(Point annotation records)

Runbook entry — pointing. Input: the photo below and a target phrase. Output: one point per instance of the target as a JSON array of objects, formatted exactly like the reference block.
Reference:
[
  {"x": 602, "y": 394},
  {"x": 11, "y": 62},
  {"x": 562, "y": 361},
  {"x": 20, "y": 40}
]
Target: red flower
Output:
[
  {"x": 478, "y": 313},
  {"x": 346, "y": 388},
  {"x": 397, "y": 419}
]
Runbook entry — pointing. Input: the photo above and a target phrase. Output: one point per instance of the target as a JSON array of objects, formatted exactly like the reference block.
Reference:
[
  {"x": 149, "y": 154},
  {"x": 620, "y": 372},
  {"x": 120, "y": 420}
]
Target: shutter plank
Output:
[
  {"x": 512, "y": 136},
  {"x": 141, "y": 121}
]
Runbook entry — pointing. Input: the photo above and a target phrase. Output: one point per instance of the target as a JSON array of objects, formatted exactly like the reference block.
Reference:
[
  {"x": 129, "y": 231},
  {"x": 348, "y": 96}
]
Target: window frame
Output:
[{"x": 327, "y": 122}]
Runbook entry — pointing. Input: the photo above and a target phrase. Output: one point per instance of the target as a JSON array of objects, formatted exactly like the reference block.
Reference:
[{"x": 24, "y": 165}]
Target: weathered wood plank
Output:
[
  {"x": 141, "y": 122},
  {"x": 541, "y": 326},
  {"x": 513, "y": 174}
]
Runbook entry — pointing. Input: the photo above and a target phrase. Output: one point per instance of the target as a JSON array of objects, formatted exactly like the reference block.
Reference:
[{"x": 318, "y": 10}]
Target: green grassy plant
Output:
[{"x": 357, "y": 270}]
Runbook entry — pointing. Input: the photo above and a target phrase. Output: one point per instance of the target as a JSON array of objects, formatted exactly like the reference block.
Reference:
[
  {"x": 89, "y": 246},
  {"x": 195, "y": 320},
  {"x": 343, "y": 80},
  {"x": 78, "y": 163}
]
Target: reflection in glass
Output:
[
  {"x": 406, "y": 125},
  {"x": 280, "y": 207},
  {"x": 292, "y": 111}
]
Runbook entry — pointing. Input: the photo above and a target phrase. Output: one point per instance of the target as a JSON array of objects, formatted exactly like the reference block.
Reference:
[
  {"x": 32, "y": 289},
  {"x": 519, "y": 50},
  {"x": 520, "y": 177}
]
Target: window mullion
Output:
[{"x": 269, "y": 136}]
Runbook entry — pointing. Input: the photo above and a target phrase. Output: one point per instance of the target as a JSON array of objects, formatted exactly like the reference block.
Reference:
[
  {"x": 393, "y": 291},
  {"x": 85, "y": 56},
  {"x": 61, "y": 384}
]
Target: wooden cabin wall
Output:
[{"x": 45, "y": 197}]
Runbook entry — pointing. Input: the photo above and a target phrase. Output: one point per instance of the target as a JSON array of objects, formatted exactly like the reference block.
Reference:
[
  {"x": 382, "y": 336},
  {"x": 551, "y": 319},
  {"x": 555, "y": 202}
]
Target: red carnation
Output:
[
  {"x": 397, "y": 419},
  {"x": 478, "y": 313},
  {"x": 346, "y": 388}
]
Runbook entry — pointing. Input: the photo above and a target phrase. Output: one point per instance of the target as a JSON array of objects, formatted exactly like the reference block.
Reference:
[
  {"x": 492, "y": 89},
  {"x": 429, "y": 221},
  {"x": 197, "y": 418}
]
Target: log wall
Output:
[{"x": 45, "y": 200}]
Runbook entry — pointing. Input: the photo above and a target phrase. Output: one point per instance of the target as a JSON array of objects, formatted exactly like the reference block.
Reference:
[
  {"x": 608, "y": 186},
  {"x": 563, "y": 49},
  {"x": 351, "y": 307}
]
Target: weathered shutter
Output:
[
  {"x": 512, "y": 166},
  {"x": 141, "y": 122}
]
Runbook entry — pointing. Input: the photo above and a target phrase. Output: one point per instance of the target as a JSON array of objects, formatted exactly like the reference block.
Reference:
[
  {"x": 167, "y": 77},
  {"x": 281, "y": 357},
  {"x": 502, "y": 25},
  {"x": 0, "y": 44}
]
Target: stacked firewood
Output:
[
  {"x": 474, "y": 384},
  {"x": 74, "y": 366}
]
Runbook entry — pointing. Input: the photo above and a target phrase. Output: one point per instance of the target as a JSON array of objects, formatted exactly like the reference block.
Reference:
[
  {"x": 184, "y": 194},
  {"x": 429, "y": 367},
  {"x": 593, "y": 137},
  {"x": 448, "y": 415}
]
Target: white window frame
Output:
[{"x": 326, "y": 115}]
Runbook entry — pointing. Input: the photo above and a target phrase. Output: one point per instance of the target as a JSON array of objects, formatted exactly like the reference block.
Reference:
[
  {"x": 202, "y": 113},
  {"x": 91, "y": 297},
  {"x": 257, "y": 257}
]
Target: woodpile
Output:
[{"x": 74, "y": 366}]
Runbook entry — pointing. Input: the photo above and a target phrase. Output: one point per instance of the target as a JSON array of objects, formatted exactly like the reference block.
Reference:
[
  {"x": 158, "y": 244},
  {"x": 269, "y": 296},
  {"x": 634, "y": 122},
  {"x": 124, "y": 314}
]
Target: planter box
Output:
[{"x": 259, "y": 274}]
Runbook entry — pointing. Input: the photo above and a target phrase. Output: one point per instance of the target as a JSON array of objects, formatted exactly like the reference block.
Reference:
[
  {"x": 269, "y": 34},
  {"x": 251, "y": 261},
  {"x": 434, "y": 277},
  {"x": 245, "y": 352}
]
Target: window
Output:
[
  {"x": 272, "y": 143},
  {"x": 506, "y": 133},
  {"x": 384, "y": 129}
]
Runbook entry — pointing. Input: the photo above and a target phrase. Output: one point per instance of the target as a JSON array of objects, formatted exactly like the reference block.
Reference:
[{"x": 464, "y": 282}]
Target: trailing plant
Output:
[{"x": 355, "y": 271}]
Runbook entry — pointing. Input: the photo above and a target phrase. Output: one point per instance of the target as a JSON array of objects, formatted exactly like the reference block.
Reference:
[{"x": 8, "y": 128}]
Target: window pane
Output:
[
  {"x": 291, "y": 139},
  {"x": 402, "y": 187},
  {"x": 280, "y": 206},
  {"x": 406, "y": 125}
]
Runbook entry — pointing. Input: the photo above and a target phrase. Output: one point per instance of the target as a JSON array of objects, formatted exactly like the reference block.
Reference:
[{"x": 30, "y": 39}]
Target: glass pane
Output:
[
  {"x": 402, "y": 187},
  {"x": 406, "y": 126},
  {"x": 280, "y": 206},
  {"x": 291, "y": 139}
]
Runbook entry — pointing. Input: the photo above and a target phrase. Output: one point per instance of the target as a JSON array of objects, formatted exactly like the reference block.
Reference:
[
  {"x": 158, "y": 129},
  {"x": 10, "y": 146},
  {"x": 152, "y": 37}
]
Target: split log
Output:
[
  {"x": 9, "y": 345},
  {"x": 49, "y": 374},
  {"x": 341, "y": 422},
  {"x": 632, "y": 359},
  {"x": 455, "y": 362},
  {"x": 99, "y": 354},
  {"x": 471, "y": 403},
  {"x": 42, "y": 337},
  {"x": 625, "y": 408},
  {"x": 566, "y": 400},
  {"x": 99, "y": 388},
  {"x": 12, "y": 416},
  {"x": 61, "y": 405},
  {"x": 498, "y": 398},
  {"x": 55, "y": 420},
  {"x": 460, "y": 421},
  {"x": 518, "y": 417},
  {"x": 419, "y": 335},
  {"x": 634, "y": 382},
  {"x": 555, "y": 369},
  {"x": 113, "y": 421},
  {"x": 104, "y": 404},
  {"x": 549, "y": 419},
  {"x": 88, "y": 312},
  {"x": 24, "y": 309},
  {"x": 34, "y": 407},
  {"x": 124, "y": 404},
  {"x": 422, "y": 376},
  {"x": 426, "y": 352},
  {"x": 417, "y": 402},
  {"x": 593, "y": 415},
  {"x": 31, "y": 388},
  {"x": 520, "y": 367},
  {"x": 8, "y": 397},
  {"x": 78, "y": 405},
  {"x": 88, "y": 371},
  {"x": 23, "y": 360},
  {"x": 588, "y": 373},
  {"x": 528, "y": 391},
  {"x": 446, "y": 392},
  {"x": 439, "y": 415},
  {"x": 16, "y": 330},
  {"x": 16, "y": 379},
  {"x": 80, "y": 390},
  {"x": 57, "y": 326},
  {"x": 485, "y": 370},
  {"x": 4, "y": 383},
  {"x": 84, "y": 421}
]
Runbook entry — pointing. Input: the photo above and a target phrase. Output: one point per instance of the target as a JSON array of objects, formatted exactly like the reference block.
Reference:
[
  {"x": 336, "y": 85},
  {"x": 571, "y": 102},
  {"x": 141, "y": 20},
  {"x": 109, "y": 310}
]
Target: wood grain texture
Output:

Problem to work on: Report how many lines in the entries above contain the string "glass". Give only the number.

Completed exercise: 2